(Set exercise): Could you rewrite the rows below, replacing "coat" with "jacket" and leaving everything else unchanged?

(Record excerpts):
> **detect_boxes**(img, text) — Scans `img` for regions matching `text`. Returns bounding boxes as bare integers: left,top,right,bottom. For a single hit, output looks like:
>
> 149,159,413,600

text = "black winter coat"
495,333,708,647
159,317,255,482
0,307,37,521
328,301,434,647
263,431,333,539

(Finished answer):
> **detect_boxes**(img, text) — Scans `img` for regions matching `text`. Returns bounding boxes as bare integers: left,top,right,bottom. For a single hit, output looks like:
>
> 149,159,413,600

text = "black winter jacket"
495,333,708,647
159,317,255,482
0,307,37,521
328,301,434,647
263,431,333,539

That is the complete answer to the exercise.